● **Source document**:

Leanne Betasamosake Simpson’s work has been crucial to our understanding of the subjective and objective transformations necessary not merely to respond to colonization but to destroy its conditions of possibility. Her latest book, Theory of Water, helps us better discern the links between colonization, capitalism, fascism, and the state-form. It helps us continue to find the work to be done as crises intensify and broaden. Simpson teaches that there are ways otherwise, traditions and practices that can and must be woven together—sintering like snowflakes, transforming together to become part of the snowpack—to build what she has previously called constellations of co-resistance against the fascism of the present moment.

Philosophical and political traditions that teach reform and/or revolution are insufficient to meet the task at hand. The world is on fire, and countering the fascism of the present moment requires affirming only the parts of those traditions that lead emphatically away from the archism of settler colonialism. We have come to believe that our philosophical and political practices must transform, sintering with those who have a ruthless critique of the state-form and following the maps toward futures that Simpson points at by gifting us, her readers, a theory of water. 

In Theory of Water, Simpson argues: “The deeply relational nature of our worlds means that we must fight against systems that attack and undermine the planetary network of life” (144). Simpson is clarifying, in a book about relationality, that “just because Nishnaabeg worlds are deeply relational does not mean that we should be in relationship with everyone” (144). This text deepens Simpson’s long work of critiquing states, particularly settler states, and increasingly the state-form. And here, specifically, she is critiquing how academic knowledge production captures Indigeneous knowledge for use by the state.

The book is about learning from water and begins with water in the form of “snow and ice, slush and rain” (1). As the book unfolds, Simpson theorizes with water—“Nibi” in Anishnebemowin—in many forms across many scales. Scale is central to the book. What happens at a small scale patterns what happens at a large scale; in this way, she theorizes the fractal nature of world-building. The importance of this point resonates across the text. Very small things are important: laughter, play, a snowflake falling, the shift of a cattail at the shoreline. Worlds are built at a small scale: “what we do on a small scale is how we exist at the large scale” (77).

The book begins not only with snow and ice, slush and rain, but also with boarding schools. Simpson thinks about the kids at boarding schools who learned to ski and who, in skiing, “were able to find themselves in the land, the ice, the snow, and who used this as a fugitive way to dream beyond their present moment” (4). Schools have a long history as tools of colonization, and, in this context, skiing could be flight.

Collection entries
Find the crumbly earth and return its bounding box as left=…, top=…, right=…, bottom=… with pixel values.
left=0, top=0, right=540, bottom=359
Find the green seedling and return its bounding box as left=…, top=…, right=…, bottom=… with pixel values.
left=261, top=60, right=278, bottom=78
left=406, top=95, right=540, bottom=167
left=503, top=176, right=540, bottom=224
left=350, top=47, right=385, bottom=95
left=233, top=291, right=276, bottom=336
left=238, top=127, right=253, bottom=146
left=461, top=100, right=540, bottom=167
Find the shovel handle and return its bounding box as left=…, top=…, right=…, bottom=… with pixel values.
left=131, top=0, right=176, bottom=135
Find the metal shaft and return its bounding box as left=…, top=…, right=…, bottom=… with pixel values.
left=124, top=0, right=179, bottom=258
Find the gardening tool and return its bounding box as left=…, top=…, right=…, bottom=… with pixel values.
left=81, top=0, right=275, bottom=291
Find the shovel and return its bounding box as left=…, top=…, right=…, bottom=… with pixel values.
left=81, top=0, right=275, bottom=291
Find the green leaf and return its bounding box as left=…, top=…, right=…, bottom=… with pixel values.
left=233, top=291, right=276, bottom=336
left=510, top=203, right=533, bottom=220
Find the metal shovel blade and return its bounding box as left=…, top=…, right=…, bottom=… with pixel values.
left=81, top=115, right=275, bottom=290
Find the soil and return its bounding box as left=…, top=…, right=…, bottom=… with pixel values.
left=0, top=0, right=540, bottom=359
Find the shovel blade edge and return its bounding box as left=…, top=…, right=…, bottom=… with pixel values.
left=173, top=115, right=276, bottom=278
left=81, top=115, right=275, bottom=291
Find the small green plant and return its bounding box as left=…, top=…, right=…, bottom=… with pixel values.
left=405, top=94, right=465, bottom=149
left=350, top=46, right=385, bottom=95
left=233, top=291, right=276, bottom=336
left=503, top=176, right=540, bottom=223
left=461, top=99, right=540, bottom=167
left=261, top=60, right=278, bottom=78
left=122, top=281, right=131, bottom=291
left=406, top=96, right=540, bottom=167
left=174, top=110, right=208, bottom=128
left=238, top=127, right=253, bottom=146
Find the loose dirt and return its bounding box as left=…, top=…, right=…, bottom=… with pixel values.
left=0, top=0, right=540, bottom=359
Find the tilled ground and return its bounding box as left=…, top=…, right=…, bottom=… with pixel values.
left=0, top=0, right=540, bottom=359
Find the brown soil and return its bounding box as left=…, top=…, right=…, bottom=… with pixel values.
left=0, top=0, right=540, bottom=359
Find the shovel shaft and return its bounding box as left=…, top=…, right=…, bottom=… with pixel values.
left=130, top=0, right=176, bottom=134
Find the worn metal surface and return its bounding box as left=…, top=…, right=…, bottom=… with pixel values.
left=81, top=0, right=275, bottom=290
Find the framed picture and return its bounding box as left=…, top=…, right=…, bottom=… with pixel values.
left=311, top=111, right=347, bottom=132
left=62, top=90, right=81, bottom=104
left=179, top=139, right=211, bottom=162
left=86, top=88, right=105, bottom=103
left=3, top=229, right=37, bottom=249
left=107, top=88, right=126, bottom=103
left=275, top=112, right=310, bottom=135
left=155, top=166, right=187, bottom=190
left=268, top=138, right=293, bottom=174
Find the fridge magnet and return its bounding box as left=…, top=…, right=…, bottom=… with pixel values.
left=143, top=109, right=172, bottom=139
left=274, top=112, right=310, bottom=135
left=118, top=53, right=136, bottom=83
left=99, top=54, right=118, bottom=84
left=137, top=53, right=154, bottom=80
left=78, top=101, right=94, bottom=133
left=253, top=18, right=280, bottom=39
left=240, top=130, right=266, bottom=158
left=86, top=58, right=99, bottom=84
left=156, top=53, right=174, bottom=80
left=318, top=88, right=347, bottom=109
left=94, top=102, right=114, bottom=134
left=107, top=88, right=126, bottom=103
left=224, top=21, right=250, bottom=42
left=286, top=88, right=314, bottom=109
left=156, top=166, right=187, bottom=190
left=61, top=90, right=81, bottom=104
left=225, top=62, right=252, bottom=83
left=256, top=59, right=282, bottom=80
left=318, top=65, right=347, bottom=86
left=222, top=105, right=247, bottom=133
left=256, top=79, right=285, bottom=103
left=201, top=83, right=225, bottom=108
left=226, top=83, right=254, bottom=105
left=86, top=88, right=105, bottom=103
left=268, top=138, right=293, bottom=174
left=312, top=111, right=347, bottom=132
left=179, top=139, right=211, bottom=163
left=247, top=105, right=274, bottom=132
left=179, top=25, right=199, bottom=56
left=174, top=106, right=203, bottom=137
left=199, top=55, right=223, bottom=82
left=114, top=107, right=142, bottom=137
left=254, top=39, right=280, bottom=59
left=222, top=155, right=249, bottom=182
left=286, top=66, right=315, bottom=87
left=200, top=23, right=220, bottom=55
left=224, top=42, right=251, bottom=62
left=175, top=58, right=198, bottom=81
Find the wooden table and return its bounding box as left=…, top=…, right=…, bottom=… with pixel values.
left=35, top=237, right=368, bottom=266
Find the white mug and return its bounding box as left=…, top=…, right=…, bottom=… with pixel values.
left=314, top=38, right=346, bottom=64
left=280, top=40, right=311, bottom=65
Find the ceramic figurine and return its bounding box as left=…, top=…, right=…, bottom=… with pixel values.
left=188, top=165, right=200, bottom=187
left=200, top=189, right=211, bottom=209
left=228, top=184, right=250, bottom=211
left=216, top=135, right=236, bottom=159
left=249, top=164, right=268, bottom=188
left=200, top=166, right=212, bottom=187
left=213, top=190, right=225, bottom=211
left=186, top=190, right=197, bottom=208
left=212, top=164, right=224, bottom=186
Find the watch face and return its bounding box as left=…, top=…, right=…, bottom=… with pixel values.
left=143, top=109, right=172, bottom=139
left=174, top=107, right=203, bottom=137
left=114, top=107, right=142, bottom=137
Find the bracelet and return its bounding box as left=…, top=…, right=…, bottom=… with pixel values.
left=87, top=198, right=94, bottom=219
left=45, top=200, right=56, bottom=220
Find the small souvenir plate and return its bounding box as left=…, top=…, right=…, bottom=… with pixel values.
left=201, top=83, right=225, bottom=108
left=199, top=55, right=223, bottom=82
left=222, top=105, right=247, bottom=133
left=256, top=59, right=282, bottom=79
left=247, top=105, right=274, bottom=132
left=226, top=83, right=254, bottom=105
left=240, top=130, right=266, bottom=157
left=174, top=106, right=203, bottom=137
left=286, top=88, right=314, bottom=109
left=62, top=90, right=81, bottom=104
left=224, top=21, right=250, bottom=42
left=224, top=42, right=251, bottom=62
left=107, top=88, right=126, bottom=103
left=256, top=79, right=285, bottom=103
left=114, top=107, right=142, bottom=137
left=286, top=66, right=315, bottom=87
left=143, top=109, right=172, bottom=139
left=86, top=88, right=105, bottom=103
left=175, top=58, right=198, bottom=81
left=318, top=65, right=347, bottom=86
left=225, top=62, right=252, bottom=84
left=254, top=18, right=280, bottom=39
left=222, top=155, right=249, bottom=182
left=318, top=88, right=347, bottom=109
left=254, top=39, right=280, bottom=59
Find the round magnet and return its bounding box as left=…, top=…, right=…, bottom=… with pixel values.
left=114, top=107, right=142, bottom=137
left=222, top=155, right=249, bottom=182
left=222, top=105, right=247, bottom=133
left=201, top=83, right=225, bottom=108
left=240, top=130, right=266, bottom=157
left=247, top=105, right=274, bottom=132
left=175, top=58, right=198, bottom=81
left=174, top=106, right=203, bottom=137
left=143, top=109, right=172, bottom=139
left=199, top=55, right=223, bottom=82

● **Given instruction 1**: In the review of Theory of Water, what is the Anishnebemowin word for water?
● **Given instruction 2**: In the listing, substitute "spade" for "shovel" in the stretch from the line containing "Find the gardening" through the line containing "left=81, top=115, right=275, bottom=291". Give back only those lines, with everything else left as it is.

● **Written response 1**: Nibi

● **Written response 2**:
Find the gardening tool and return its bounding box as left=…, top=…, right=…, bottom=… with pixel values.
left=81, top=0, right=275, bottom=291
Find the spade and return its bounding box as left=…, top=…, right=…, bottom=… with pixel values.
left=81, top=0, right=275, bottom=291
Find the green leaf and return its bounding box as left=…, top=…, right=…, bottom=… with pixel values.
left=233, top=291, right=276, bottom=336
left=510, top=203, right=533, bottom=220
Find the metal spade blade and return its bounding box as left=…, top=…, right=…, bottom=… with pixel values.
left=81, top=115, right=275, bottom=290
Find the soil and return its bounding box as left=…, top=…, right=…, bottom=… with pixel values.
left=0, top=0, right=540, bottom=359
Find the spade blade edge and return its bounding box as left=…, top=…, right=…, bottom=… with pixel values.
left=173, top=115, right=276, bottom=278
left=81, top=115, right=275, bottom=291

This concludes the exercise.